WORK TO BE COMPLETED -
Rewrite every line of the rows below, requests included, multiplying each x and y pixel coordinate in the answers by 1.8 and rounding to the nearest whole number, with halves rounded up. Leave the pictures out.

Position identification records
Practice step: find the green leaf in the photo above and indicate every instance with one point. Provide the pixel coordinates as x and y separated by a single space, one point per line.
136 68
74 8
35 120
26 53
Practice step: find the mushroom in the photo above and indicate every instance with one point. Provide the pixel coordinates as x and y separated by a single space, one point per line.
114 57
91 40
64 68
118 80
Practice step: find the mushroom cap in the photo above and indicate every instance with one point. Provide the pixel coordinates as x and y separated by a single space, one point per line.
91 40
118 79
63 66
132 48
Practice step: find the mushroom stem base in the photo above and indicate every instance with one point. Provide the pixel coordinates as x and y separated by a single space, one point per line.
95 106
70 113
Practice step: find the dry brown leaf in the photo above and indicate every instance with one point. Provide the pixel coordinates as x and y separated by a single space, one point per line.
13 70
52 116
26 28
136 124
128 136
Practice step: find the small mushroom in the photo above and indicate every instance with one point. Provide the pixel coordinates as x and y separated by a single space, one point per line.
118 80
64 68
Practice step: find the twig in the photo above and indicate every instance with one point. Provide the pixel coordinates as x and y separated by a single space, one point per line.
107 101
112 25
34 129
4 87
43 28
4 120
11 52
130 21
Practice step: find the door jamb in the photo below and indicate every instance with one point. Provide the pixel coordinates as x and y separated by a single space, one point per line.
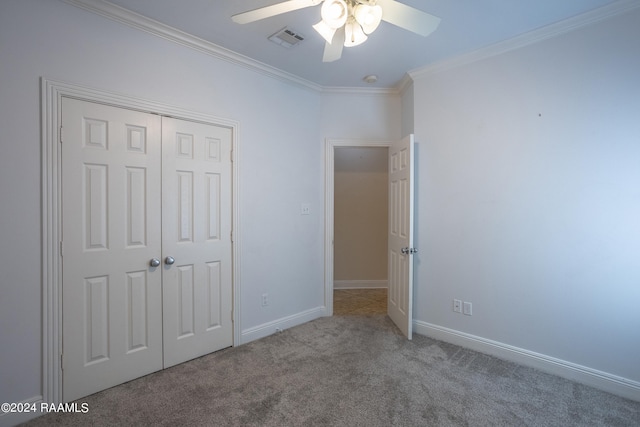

REPLY -
Practice step: find the green leaf in the photo above and indicate every instance with one point. Provide the pixel coordinates as x and y separated by a single space, one point per line.
245 122
133 14
63 216
47 95
Practice step: find the mushroom in the photo above and indicate every instance with one point. Provide the pixel coordinates as x and y separated by a single space, one point per line.
205 103
164 72
115 122
212 144
Practice step: find the mushroom cap in the photo above and indicate every instance with one point. Provide the pixel coordinates as x and y separated by a single space, one point per line.
164 72
212 142
113 119
238 86
Practice step: find the mushroom stem base in the photo above and indicate every instance with one point. Provide the pixel coordinates as x and y separated by a single space, one point per line.
171 191
126 203
Practice step: find the dry brown leaf in the photo above and indicate every instance with one point. Provide the pixel coordinates as x and y separated by a single space, one point per line.
23 126
94 209
47 50
245 223
230 245
Practice step: find the small mushroom in the photo above and indicate every instance with one point. Provide the pixel coordinates as x and y separated by a single space, one point per line.
212 144
115 122
Practice step: find the twig in the photo above and indicate every instance with one point. Provide the pixel coordinates as x and y separated by a single space, one point per line.
193 182
202 45
61 232
7 157
77 50
7 216
20 94
234 38
Practice step: find the door jamb in the photo below and indicate every instance with one point. Provide the pixel coordinates as x and y separated by a single space, one point per line.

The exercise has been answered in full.